* **Tasks to perform**
- a) In the passage on blackbody radiation, in what years did Kirchhoff define a blackbody?
- b) Do these statements agree with the passage on blackbody radiation? (i) Wilhelm Wien found his formula in 1896. (ii) Wien's law was found to break down at high frequencies. (iii) Rubens died before Kurlbaum.
- c) Write the next part of the passage on blackbody radiation, starting after its final sentence.
--- Provided passage Enclosed Below ---
Physicists worked to find mathematical models which could predict when and how such energy would be emitted. Roger Stuewer writes:
In 1859–60 Kirchhoff had defined a blackbody as an object that reemits all of the radiant energy incident upon it; i.e., it is a perfect emitter and absorber of radiation. There was, therefore, something absolute about blackbody radiation, and by the 1890s various experimental and theoretical attempts had been made to determine its spectral energy distribution — the curve displaying how much radiant energy is emitted at different frequencies for a given temperature of the blackbody. Planck was particularly attracted to the formula found in 1896 by his colleague Wilhelm Wien at the Physikalisch-Technische Reichsanstalt (PTR) in Berlin-Charlottenburg, and he subsequently made a series of attempts to derive “Wien’s law” on the basis of the second law of thermodynamics. By October 1900, however, other colleagues at the PTR, the experimentalists Otto Richard Lummer, Ernst Pringsheim, Heinrich Rubens, and Ferdinand Kurlbaum, had found definite indications that Wien’s law, while valid at high frequencies, broke down completely at low frequencies.
The work of Kurlbaum and Rubens provided the impetus and raw material for Planck’s discovery of a new law. Kurlbaum was born in 1857 and had been working in Berlin since 1891. Rubens was born in 1865, and was working in Berlin by 1888 or possibly earlier.
Kurlbaum died in 1927, and Rubens in 1922. The latter’s death may have been the result of exposure to high levels of radiation from working with radium and other unstable isotopes in a laboratory. The dangers of such radiation to human health had not yet been fully understood at that time.
--- End of Enclosed Provided passage ---
--- Material supplied Enclosed Below ---
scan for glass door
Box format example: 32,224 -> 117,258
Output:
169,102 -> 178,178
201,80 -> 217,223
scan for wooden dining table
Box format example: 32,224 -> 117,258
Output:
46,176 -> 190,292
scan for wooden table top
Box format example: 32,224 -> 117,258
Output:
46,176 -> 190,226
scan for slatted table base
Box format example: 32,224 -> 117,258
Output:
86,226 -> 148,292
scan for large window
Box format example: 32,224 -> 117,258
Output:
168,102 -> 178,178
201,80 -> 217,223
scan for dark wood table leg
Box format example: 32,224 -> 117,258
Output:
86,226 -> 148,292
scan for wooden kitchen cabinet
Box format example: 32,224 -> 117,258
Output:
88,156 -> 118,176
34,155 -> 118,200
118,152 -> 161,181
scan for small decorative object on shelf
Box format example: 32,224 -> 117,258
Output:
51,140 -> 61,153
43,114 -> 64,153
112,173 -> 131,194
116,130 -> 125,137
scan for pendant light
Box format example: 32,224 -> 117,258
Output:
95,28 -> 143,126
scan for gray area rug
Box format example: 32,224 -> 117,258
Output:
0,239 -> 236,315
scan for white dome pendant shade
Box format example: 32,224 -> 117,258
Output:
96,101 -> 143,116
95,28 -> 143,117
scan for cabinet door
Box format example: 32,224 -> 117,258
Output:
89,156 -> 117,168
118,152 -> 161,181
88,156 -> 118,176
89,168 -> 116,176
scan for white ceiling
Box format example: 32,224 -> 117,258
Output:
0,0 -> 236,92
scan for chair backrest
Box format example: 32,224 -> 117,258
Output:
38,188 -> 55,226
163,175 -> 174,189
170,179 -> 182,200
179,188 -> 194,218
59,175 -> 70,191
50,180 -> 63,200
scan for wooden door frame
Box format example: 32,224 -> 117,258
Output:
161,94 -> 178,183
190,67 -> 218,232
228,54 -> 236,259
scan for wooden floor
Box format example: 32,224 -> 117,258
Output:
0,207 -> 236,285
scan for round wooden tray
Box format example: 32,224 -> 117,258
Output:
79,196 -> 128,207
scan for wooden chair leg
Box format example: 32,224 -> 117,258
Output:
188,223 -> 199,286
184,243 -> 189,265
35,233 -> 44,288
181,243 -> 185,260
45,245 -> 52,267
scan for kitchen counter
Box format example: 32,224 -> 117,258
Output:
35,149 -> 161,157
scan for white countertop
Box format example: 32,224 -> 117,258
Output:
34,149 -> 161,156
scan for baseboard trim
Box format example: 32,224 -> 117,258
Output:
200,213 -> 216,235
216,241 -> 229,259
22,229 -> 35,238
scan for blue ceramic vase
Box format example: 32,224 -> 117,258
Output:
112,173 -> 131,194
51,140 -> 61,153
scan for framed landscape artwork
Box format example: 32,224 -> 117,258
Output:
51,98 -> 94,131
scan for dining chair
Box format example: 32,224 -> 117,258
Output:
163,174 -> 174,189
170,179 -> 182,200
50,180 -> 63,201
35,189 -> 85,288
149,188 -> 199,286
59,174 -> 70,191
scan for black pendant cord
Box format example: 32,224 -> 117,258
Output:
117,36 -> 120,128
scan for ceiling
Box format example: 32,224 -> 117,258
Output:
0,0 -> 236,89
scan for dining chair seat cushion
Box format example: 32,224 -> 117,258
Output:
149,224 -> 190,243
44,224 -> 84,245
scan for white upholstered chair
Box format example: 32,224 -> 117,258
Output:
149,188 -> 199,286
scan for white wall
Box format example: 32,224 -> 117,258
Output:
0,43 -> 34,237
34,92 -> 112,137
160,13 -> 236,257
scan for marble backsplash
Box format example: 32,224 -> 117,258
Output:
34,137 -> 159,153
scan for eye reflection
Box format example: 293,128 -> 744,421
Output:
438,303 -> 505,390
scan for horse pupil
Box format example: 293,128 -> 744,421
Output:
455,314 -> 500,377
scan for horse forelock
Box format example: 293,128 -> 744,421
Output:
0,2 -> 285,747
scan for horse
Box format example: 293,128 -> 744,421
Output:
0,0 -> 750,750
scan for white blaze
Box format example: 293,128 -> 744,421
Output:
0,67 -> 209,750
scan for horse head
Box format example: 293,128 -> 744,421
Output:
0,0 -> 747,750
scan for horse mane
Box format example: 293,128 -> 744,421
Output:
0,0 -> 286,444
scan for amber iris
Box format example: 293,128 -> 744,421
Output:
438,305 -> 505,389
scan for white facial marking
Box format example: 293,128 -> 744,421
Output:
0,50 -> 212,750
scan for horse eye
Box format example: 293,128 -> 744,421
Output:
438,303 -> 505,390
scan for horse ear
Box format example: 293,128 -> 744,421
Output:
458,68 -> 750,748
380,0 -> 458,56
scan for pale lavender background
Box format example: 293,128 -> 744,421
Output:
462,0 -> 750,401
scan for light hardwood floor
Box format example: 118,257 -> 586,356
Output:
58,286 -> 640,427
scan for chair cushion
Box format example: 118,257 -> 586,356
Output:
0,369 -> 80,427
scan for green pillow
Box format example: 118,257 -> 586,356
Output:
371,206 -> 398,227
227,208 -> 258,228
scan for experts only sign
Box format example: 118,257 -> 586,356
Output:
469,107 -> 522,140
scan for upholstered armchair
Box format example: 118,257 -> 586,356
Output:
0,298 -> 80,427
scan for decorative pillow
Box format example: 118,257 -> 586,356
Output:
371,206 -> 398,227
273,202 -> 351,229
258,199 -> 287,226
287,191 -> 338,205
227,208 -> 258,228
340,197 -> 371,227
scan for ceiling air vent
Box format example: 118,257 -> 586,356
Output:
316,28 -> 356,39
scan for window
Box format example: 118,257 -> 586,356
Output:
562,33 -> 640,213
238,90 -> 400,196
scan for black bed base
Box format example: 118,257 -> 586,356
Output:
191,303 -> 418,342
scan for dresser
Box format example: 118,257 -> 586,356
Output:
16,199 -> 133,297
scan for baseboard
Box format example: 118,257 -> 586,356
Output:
--- End of Enclosed Material supplied ---
* **Outputs by task**
- a) 1859–60

- b)
(i) Yes: "the formula found in 1896 by his colleague Wilhelm Wien"
(ii) No: "while valid at high frequencies, broke down completely at low frequencies"
(iii) Yes: "Kurlbaum died in 1927, and Rubens in 1922"

- c)
The work of Kurlbaum and Rubens provided data from which Planck could construct, and then test, a mathematical model of energy emission. Werner Heisenberg describes how Planck came to make a discovery:
Als Planck im Jahre 1895 mit seiner wissenschaftlichen Arbeit in dieses Forschungsgebiet eintrat, versuchte er das Problem von der Strahlung auf das strahlende Atom zu verschieben. Durch diese Verschiebung wurden die tieferen Schwierigkeiten des Problems zwar nicht beseitigt, aber ihre Interpretation und die Deutung der empirischen Tatsachen wurden dadurch einfacher. Eben in jener Zeit, nämlich im Sommer 1900, hatten Curlbaum und Rubens in Berlin sehr genaue Messungen des Spektrums der Wärmestrahlung vorgenommen. Als Planck von diesen Ergebnissen hörte, versuchte er sie durch einfache mathematische Formeln darzustellen, die nach seinen allgemeinen Untersuchungen über den Zusammenhang zwischen Wärme und Strahlungen plausibel aussahen. Eines Tages, so wird berichtet, trafen sich Planck und Rubens in Plancks Hause zum Tee und verglichen Rubens’ neueste Resultate mit einer Formel, die Planck zur Deutung von Rubens’ Messungen vorgeschlagen hatte. Der Vergleich zeigte eine vollständige Übereinstimmung. Damit war das Plancksche Gesetz der Wärmestrahlung entdeckt.
Planck’s discovery was not the end, but rather the beginning of a series of discoveries which would together constitute a major revision of hypotheses about radiant energy. The task of systematizing or predicting the emission of energy from matter, and more specifically from an atom, would prove to be the puzzle which occasioned the emergence of quantum physics and the fabled discoveries made by Heisenberg.